— SUPPLIED PASSAGE —
══════

Nuclear power station
- Reactor type: PWR
- Reactor supplier: Westinghouse Electric
- Cooling source: Aare
- Cogeneration?: Yes (150 GW·h_{t}/y)

Power generation
- Nameplate capacity: 730 MW
- Capacity factor: 91.8%
- Annual net output: 5,826 GW·h

External links
- Website: www.axpo.com/axpo/ch/en/axpo-erleben/kraftwerke/kernenergie.html
- Commons: Related media on Commons

= Beznau Nuclear Power Plant =

Nuclear power plant in Canton of Aargau, Switzerland

The Beznau nuclear power plant (Kernkraftwerk Beznau [KKB]) is a nuclear power plant of the Swiss energy utility Axpo, located in the municipality Döttingen, Canton of Aargau, Switzerland, on an artificial island in the Aare river. The plant has been operating since September 1969.

== History ==

=== Beznau 1 and 2 ===

Beznau 1 is the first commercial nuclear power reactor in Switzerland.

══════

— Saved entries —
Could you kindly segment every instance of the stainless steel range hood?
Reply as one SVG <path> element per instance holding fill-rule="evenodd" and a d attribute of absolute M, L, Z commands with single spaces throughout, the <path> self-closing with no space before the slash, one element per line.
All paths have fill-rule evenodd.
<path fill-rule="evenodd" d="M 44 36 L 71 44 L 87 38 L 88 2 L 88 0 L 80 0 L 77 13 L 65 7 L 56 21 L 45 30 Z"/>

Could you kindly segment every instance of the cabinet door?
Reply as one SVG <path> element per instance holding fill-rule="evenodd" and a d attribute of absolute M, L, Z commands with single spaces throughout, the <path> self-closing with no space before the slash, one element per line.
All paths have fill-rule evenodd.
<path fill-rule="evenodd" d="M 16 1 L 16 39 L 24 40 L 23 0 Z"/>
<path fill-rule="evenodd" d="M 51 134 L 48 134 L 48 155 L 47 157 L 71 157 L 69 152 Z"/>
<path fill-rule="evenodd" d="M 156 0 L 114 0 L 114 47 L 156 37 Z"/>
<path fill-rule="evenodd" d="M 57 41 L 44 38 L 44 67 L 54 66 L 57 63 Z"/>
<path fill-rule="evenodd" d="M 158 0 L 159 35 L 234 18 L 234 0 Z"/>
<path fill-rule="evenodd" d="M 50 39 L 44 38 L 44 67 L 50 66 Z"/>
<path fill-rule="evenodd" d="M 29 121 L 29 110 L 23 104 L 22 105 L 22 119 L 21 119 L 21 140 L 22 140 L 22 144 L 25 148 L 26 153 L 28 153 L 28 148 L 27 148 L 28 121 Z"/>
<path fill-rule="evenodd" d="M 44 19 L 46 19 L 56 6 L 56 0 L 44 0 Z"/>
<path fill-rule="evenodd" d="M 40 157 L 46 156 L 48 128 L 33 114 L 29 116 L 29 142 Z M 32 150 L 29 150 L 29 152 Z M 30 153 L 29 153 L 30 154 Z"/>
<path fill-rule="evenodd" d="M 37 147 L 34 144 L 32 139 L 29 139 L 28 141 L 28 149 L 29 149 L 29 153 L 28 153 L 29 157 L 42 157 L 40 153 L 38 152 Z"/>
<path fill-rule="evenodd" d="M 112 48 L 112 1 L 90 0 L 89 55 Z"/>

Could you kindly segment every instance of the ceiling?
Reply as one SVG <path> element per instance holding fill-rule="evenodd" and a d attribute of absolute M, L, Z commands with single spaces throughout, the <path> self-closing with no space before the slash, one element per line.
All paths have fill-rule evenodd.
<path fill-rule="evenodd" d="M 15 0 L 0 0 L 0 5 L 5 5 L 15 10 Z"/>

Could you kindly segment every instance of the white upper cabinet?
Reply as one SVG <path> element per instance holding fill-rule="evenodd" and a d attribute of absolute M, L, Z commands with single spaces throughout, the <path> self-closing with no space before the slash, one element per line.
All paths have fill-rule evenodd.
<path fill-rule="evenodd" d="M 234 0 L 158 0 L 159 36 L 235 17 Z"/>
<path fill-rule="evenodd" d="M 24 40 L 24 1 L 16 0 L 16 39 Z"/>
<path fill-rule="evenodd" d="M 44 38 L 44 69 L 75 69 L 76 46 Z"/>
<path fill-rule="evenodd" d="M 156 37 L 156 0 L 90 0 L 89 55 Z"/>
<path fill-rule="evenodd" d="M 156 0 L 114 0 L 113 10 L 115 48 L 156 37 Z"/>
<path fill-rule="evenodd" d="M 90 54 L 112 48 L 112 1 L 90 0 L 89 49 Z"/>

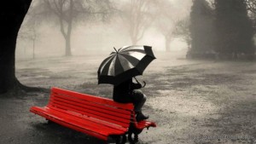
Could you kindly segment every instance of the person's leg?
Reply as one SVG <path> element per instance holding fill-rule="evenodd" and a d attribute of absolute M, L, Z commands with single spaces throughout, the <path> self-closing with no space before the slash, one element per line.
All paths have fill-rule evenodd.
<path fill-rule="evenodd" d="M 143 119 L 148 119 L 148 116 L 145 116 L 142 108 L 147 101 L 147 96 L 141 90 L 133 90 L 133 104 L 134 104 L 134 111 L 137 113 L 137 120 L 141 121 Z"/>

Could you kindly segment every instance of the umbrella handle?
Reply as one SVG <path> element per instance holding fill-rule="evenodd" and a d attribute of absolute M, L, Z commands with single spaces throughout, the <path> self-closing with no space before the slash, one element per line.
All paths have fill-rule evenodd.
<path fill-rule="evenodd" d="M 144 85 L 142 88 L 144 88 L 147 85 L 147 83 L 143 81 Z"/>
<path fill-rule="evenodd" d="M 135 78 L 135 80 L 136 80 L 136 82 L 137 82 L 137 84 L 142 84 L 138 80 L 137 80 L 136 77 L 134 77 L 134 78 Z M 142 84 L 142 88 L 144 88 L 144 87 L 146 86 L 146 84 L 147 84 L 145 81 L 143 81 L 143 84 L 144 84 L 144 85 Z"/>

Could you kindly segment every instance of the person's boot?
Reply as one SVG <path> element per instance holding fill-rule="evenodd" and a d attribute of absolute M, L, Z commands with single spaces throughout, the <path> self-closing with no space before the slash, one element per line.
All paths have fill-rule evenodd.
<path fill-rule="evenodd" d="M 149 117 L 148 116 L 145 116 L 143 112 L 137 112 L 136 115 L 136 119 L 137 122 L 142 121 L 142 120 L 145 120 L 148 119 Z"/>

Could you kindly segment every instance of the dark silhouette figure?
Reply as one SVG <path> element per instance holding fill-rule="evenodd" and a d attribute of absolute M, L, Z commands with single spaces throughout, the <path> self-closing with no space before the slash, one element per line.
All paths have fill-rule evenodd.
<path fill-rule="evenodd" d="M 142 112 L 142 108 L 147 100 L 147 96 L 138 89 L 142 87 L 141 84 L 135 84 L 132 82 L 132 78 L 130 78 L 119 85 L 115 85 L 113 91 L 113 99 L 114 101 L 133 103 L 137 121 L 148 118 L 148 116 L 145 116 Z"/>

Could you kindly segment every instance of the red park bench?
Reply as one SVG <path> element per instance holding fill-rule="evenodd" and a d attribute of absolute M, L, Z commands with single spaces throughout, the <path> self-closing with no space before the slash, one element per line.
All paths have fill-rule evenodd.
<path fill-rule="evenodd" d="M 44 107 L 32 107 L 30 112 L 70 129 L 97 137 L 107 142 L 137 142 L 144 128 L 156 127 L 147 120 L 137 122 L 131 103 L 52 88 L 49 101 Z M 132 138 L 132 135 L 134 137 Z"/>

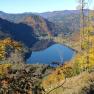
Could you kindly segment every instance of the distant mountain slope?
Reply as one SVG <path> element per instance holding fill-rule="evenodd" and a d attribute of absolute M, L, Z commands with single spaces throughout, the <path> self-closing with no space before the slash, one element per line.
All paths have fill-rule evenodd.
<path fill-rule="evenodd" d="M 88 10 L 84 10 L 85 15 Z M 80 27 L 80 11 L 79 10 L 64 10 L 64 11 L 53 11 L 39 13 L 40 15 L 48 21 L 56 24 L 60 32 L 65 34 L 70 34 L 73 32 L 78 32 Z"/>
<path fill-rule="evenodd" d="M 23 23 L 12 23 L 0 18 L 0 37 L 11 37 L 14 40 L 21 41 L 28 47 L 31 47 L 38 41 L 33 33 L 33 28 Z"/>
<path fill-rule="evenodd" d="M 0 17 L 10 22 L 24 23 L 29 25 L 34 29 L 34 33 L 38 36 L 54 34 L 57 31 L 54 23 L 33 13 L 8 14 L 1 11 Z"/>

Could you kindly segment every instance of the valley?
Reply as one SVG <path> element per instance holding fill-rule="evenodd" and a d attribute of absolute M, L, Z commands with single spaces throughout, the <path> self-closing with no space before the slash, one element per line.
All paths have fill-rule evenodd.
<path fill-rule="evenodd" d="M 0 94 L 94 94 L 94 11 L 80 11 L 0 11 Z"/>

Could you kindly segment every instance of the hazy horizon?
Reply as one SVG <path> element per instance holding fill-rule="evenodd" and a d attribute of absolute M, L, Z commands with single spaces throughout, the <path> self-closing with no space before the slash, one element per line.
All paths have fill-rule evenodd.
<path fill-rule="evenodd" d="M 0 11 L 6 13 L 43 13 L 75 10 L 76 0 L 0 0 Z"/>
<path fill-rule="evenodd" d="M 93 9 L 93 3 L 90 9 Z M 76 10 L 77 0 L 0 0 L 0 11 L 6 13 L 44 13 L 53 11 Z"/>

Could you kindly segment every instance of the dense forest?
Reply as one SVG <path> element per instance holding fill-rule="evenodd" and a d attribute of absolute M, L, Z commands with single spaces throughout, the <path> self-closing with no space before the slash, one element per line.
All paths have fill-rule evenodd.
<path fill-rule="evenodd" d="M 0 11 L 0 94 L 94 94 L 94 10 L 86 0 L 77 3 L 77 10 Z M 63 63 L 27 62 L 54 44 L 75 55 Z"/>

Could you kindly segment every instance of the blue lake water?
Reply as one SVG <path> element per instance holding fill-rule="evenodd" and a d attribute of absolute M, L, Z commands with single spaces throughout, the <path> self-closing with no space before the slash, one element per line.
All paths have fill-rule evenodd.
<path fill-rule="evenodd" d="M 27 60 L 29 64 L 51 64 L 52 62 L 65 62 L 71 60 L 75 51 L 61 44 L 54 44 L 49 48 L 32 52 L 31 57 Z"/>

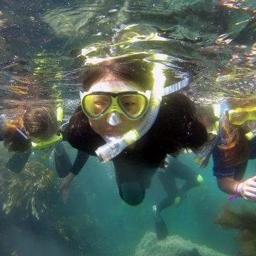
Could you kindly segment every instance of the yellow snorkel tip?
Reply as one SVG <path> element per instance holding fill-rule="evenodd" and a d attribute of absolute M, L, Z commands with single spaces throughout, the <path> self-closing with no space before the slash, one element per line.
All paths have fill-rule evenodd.
<path fill-rule="evenodd" d="M 245 138 L 248 140 L 252 140 L 255 136 L 256 136 L 256 131 L 253 131 L 252 132 L 247 132 L 245 134 Z"/>
<path fill-rule="evenodd" d="M 63 118 L 63 109 L 61 107 L 58 107 L 56 110 L 57 120 L 61 122 Z"/>

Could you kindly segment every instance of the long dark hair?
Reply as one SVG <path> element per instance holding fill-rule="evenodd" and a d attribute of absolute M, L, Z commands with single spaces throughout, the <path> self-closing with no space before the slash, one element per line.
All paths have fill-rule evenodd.
<path fill-rule="evenodd" d="M 232 98 L 228 101 L 231 109 L 255 106 L 255 98 Z M 249 157 L 249 141 L 245 138 L 245 132 L 239 125 L 231 124 L 224 116 L 220 122 L 220 141 L 218 147 L 221 150 L 222 161 L 228 166 L 236 166 Z"/>
<path fill-rule="evenodd" d="M 111 75 L 116 80 L 134 82 L 145 90 L 151 90 L 154 79 L 150 72 L 153 67 L 152 63 L 136 58 L 106 60 L 84 68 L 81 74 L 83 89 L 88 90 L 92 84 Z"/>

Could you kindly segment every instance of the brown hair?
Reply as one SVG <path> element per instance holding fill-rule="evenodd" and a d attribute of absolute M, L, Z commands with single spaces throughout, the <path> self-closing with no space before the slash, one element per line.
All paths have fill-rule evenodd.
<path fill-rule="evenodd" d="M 19 130 L 18 130 L 19 129 Z M 4 144 L 11 151 L 25 151 L 30 147 L 21 132 L 39 140 L 47 140 L 59 131 L 54 111 L 48 107 L 35 107 L 20 113 L 16 118 L 4 121 L 2 136 Z"/>
<path fill-rule="evenodd" d="M 256 105 L 255 98 L 232 98 L 228 101 L 230 109 L 237 108 L 248 108 Z M 249 141 L 244 136 L 244 132 L 237 125 L 230 124 L 224 116 L 220 122 L 221 136 L 218 147 L 221 150 L 222 160 L 228 166 L 236 166 L 244 161 L 249 157 Z"/>
<path fill-rule="evenodd" d="M 83 89 L 88 90 L 94 83 L 111 75 L 116 79 L 134 82 L 145 90 L 151 90 L 153 77 L 150 72 L 153 65 L 140 59 L 117 58 L 86 66 L 81 77 Z"/>

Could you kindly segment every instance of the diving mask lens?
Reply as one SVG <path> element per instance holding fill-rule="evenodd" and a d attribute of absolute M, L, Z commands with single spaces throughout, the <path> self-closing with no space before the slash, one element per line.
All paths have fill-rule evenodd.
<path fill-rule="evenodd" d="M 93 92 L 84 93 L 81 99 L 84 113 L 91 119 L 99 119 L 111 111 L 124 114 L 129 119 L 140 118 L 148 107 L 147 96 L 143 92 Z"/>

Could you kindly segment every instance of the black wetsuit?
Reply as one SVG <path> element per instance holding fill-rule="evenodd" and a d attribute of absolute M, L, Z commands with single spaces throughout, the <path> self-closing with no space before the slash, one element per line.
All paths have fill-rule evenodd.
<path fill-rule="evenodd" d="M 168 159 L 170 163 L 166 168 L 159 169 L 157 172 L 160 182 L 166 192 L 166 196 L 157 204 L 159 212 L 171 206 L 177 197 L 182 196 L 191 188 L 200 184 L 197 180 L 198 173 L 174 157 Z M 177 178 L 186 180 L 180 188 L 177 186 Z"/>
<path fill-rule="evenodd" d="M 125 148 L 112 159 L 120 196 L 130 205 L 140 204 L 167 154 L 180 148 L 200 147 L 206 139 L 206 129 L 196 120 L 193 102 L 180 93 L 164 97 L 149 131 L 132 148 Z M 92 129 L 80 106 L 70 118 L 67 141 L 92 156 L 96 156 L 96 149 L 105 144 Z"/>

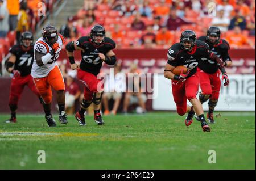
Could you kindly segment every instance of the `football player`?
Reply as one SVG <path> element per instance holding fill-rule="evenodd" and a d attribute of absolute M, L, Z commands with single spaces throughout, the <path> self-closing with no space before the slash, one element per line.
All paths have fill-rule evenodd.
<path fill-rule="evenodd" d="M 25 86 L 39 98 L 42 98 L 30 75 L 32 62 L 34 60 L 33 35 L 26 31 L 21 35 L 20 44 L 13 46 L 10 49 L 11 56 L 7 62 L 6 70 L 13 73 L 9 96 L 9 107 L 11 111 L 11 118 L 6 123 L 16 123 L 16 111 L 18 103 Z"/>
<path fill-rule="evenodd" d="M 221 58 L 225 66 L 230 66 L 232 63 L 228 51 L 229 45 L 226 40 L 220 38 L 221 31 L 217 27 L 210 27 L 207 31 L 207 36 L 201 36 L 197 39 L 205 42 L 210 50 Z M 221 87 L 220 71 L 217 62 L 206 58 L 201 58 L 203 61 L 199 64 L 197 72 L 199 75 L 200 85 L 202 92 L 200 92 L 199 100 L 201 104 L 208 102 L 207 120 L 209 123 L 214 123 L 213 111 L 218 102 Z M 196 116 L 197 119 L 197 117 Z"/>
<path fill-rule="evenodd" d="M 104 28 L 98 24 L 92 28 L 90 36 L 82 36 L 66 46 L 71 68 L 78 70 L 77 77 L 85 86 L 84 99 L 75 115 L 80 125 L 86 125 L 84 113 L 92 103 L 94 103 L 95 122 L 99 125 L 104 124 L 100 112 L 103 87 L 99 86 L 97 89 L 100 80 L 97 79 L 97 76 L 104 61 L 110 65 L 115 65 L 117 58 L 112 50 L 115 48 L 115 42 L 105 37 Z M 74 60 L 75 50 L 81 50 L 82 60 L 79 66 Z"/>
<path fill-rule="evenodd" d="M 204 132 L 210 131 L 204 115 L 202 104 L 196 98 L 199 86 L 199 76 L 196 67 L 201 58 L 206 57 L 218 64 L 218 68 L 222 73 L 222 79 L 225 79 L 225 86 L 229 85 L 229 79 L 224 68 L 224 64 L 220 58 L 209 50 L 208 45 L 204 41 L 196 40 L 196 33 L 189 30 L 182 32 L 180 43 L 174 44 L 168 49 L 168 61 L 166 64 L 164 75 L 172 80 L 172 91 L 174 101 L 177 106 L 177 113 L 183 116 L 188 113 L 185 120 L 186 126 L 193 122 L 195 113 L 198 115 Z M 175 75 L 172 70 L 179 65 L 183 65 L 188 69 L 186 74 L 183 71 L 179 75 Z M 188 100 L 192 106 L 187 104 Z"/>
<path fill-rule="evenodd" d="M 57 65 L 57 61 L 65 40 L 57 33 L 53 26 L 44 27 L 40 37 L 34 47 L 35 60 L 31 70 L 31 76 L 39 94 L 43 100 L 43 106 L 45 117 L 49 127 L 56 126 L 56 123 L 51 113 L 51 103 L 52 93 L 51 87 L 56 91 L 57 102 L 59 106 L 59 121 L 67 124 L 65 112 L 65 85 Z"/>

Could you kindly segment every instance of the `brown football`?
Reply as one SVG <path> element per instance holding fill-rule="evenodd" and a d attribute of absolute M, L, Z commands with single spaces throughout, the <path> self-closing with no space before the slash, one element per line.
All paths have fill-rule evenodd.
<path fill-rule="evenodd" d="M 179 75 L 183 69 L 183 74 L 185 74 L 188 71 L 188 68 L 183 65 L 177 66 L 172 70 L 172 73 L 176 75 Z"/>

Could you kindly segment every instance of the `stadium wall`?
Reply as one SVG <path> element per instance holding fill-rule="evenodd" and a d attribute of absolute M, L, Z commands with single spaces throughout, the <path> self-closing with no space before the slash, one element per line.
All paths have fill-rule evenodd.
<path fill-rule="evenodd" d="M 166 58 L 167 51 L 167 50 L 162 49 L 118 49 L 114 50 L 118 58 L 122 59 Z M 230 54 L 232 58 L 255 59 L 255 53 L 253 49 L 230 50 Z M 76 52 L 75 57 L 76 60 L 79 60 L 79 58 L 80 58 L 81 56 L 80 52 Z M 64 50 L 62 50 L 59 58 L 60 60 L 67 59 L 67 54 Z M 160 77 L 161 75 L 159 75 L 159 77 Z M 254 78 L 253 79 L 253 77 Z M 230 90 L 228 95 L 229 95 L 229 96 L 230 96 L 228 98 L 230 99 L 230 103 L 232 103 L 232 101 L 235 103 L 236 102 L 236 103 L 238 103 L 236 104 L 238 107 L 232 108 L 230 107 L 227 107 L 226 105 L 226 109 L 220 109 L 220 110 L 252 111 L 251 108 L 253 107 L 254 110 L 255 111 L 255 74 L 252 75 L 230 75 L 230 78 L 231 79 L 233 80 L 234 87 L 233 86 L 230 87 L 230 88 L 229 89 Z M 166 81 L 168 81 L 167 79 L 165 79 Z M 248 81 L 250 84 L 248 84 Z M 0 78 L 0 89 L 1 90 L 1 93 L 0 94 L 0 113 L 9 113 L 8 104 L 10 83 L 10 78 Z M 232 83 L 231 83 L 231 85 L 232 85 Z M 249 86 L 248 86 L 249 85 Z M 167 95 L 169 95 L 170 96 L 168 97 L 172 98 L 171 93 L 170 93 L 170 85 L 169 86 L 164 86 L 165 88 L 168 89 L 168 93 L 163 94 L 163 92 L 161 92 L 160 94 L 165 95 L 166 97 Z M 237 91 L 237 90 L 241 91 Z M 244 92 L 249 92 L 249 94 L 244 94 L 241 96 L 241 94 L 244 94 Z M 222 94 L 223 95 L 222 95 Z M 226 95 L 225 94 L 225 92 L 221 92 L 221 98 L 225 98 Z M 52 108 L 53 110 L 56 110 L 56 109 L 55 107 L 56 104 L 56 101 L 55 92 L 54 91 L 53 91 L 53 97 Z M 240 98 L 239 99 L 237 99 L 238 98 Z M 223 99 L 223 101 L 225 100 L 225 98 L 222 99 Z M 147 108 L 148 110 L 152 110 L 152 108 L 154 108 L 156 110 L 165 110 L 159 109 L 157 107 L 155 107 L 155 104 L 154 104 L 154 103 L 152 100 L 152 99 L 148 99 L 147 102 Z M 244 103 L 241 102 L 243 100 L 244 100 Z M 156 99 L 155 101 L 156 101 Z M 250 101 L 249 103 L 248 103 L 248 101 Z M 164 104 L 165 105 L 165 107 L 167 107 L 166 104 L 167 102 L 166 100 L 164 100 Z M 169 101 L 168 102 L 170 102 Z M 174 102 L 172 102 L 172 103 L 174 103 Z M 174 104 L 174 105 L 175 104 Z M 219 103 L 218 105 L 221 105 L 221 103 Z M 225 104 L 224 106 L 225 106 Z M 170 110 L 171 110 L 170 108 L 169 108 Z M 27 87 L 25 87 L 21 96 L 21 99 L 19 102 L 18 113 L 43 113 L 42 106 L 40 104 L 38 98 Z"/>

══════

— TASKS AND EXERCISES —
1. Duplicate the Beznau plant text from "Power generation" to "since September 1969.".
2. In the Beznau plant text, list the names of the fields that appear under the heading "Nuclear power station."
The records have no connection to the Beznau plant text.

— SOLVED TASKS —
1.
Power generation
- Nameplate capacity: 730 MW
- Capacity factor: 91.8%
- Annual net output: 5,826 GW·h

External links
- Website: www.axpo.com/axpo/ch/en/axpo-erleben/kraftwerke/kernenergie.html
- Commons: Related media on Commons

= Beznau Nuclear Power Plant =

Nuclear power plant in Canton of Aargau, Switzerland

The Beznau nuclear power plant (Kernkraftwerk Beznau [KKB]) is a nuclear power plant of the Swiss energy utility Axpo, located in the municipality Döttingen, Canton of Aargau, Switzerland, on an artificial island in the Aare river. The plant has been operating since September 1969.

2.
Reactor type
Reactor supplier
Cooling source
Cogeneration?